→ **TASK GOAL**: Pictures stay out, but every line of the data is copied exactly.
Segment Start: EXTRACTED INFORMATION
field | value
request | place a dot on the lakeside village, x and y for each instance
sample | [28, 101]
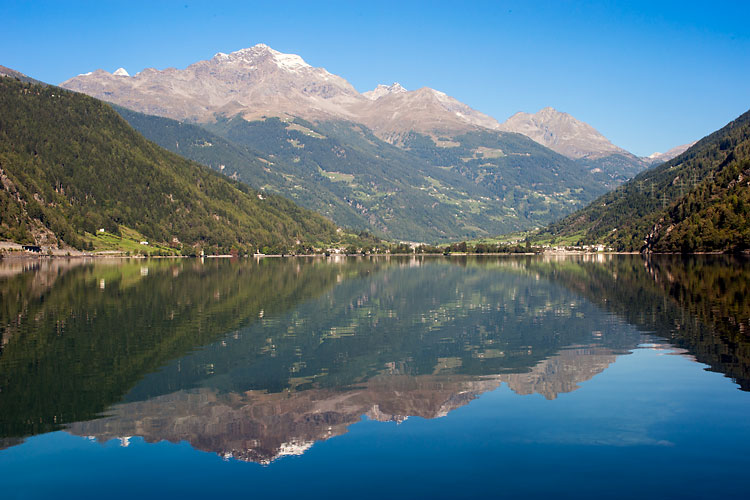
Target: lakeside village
[144, 249]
Segment End: EXTRACTED INFORMATION
→ **SOLUTION TO THIS EXERCISE**:
field | value
request | place a dot on the lakeside village, x and y for each instance
sample | [28, 101]
Target: lakeside village
[144, 249]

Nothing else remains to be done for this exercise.